• **Your goal**
The article about defunding UNRWA gives example places, other than UNRWA's own facilities, from which Hamas fired rockets without UNRWA condemning it. List those places.

··· Source document ···

It’s time to defund the United Nations Relief and Works Agency. It must be done now, before the agency steps in to help squander international funds meant to help rebuild Palestine homes and infrastructure.
“UNRWA, the U.N.’s 65-year-old, internationally funded welfare organization for Palestinians, should be commended for providing much needed shelter and aid to displaced Gazans during the crisis,” write Middle East Forum fellows Alexander Joffe and Asaf Romirowsky. “But given several revelations during the current conflict between Hamas and Israel, UNRWA should have no role in any negotiated arrangement regarding Gaza’s reconstruction.”
Writing in the New Republic, the experts point out that the United Nations agency became part of the story in the recent conflict.
“On three occasions, rockets were found in UNRWA schools, closed for the summer, and at least once they were returned to Hamas,” they point out. “On another occasion, the UNRWA accused Israel of targeting civilians sheltering in a school when in fact those deaths were caused by a Hamas rocket that fell short. And on another occasion it accused Israel of targeting a shelter and civilians when in reality terrorists outside the facility were hit and civilian bodies possibly planted at the scene. UNRWA has condemned the rockets found in its schools, but it has not condemned Hamas’ firing rockets from in and around its facilities, or any other locations such as residential areas, hospital parking lots, and hotels.”
The conclusion to draw from these facts is obvious.
“UNRWA is effectively a branch of Hamas,” write Joffe and Romirowsky. “The overwhelming majority of its employees in Gaza belong to the Hamas-linked trade union. An unknown number of employees are actual Hamas fighters (or at least know UNRWA employees with keys to the schools so that rockets can be stored in classrooms over the summer). The curriculum taught in UNRWA schools is shaped by Hamas, which earlier this year rejected textbooks that failed to tout ‘armed resistance’ as too ‘peaceful.’ Gaza cannot be rebuilt at western expense only to return to this perverse status quo.”
Of course, the United States can’t unilaterally abolish UNRWA. That would take an act by the U.N. General Assembly.
“But if donor countries were to reprogram their funds, first by demanding that the PA take over UNRWA’s employees and responsibilities, the effect would be the same,” the authors note. “In 2010, Canada shifted its contributions away from UNRWA, sending a strong message about the organization.”
The U.S. can send an even stronger message by pulling its funds, because right now those funds are desperately needed to rebuild a smashed region. UNRWA wants to get its hands on that money, but history shows that would be a monumental mistake.
Joffe and Romirowsky say that money should be routed through the Palestinian Authority instead. Sure, that agency has its own corruption problems, but at least could be held accountable by the Palestinians themselves.
“There is thus a unique opportunity, perhaps the last, to help Palestinians stand on their own,” they say.
We should take the first step by defunding UNRWA.

··· Extracted material ···

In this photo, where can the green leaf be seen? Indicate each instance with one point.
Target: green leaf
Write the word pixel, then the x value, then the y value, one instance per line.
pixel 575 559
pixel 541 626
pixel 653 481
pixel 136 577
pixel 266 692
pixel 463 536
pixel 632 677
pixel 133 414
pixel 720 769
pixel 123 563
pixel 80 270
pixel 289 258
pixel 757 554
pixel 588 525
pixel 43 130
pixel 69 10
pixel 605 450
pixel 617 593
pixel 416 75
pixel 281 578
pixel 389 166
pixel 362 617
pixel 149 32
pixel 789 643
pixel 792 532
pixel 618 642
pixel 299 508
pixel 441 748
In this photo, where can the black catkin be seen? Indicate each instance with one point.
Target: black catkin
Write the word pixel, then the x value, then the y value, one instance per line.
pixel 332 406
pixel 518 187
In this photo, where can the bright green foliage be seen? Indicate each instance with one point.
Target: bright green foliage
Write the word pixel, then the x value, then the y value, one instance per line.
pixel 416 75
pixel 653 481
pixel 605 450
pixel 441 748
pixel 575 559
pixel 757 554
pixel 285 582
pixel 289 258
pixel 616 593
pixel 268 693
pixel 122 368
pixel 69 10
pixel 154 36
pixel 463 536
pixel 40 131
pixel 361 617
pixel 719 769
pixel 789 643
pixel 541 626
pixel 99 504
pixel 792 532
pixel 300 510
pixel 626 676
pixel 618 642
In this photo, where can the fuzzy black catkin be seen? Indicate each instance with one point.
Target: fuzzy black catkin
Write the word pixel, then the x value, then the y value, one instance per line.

···

• **Exercise result**
- residential areas
- hospital parking lots
- hotels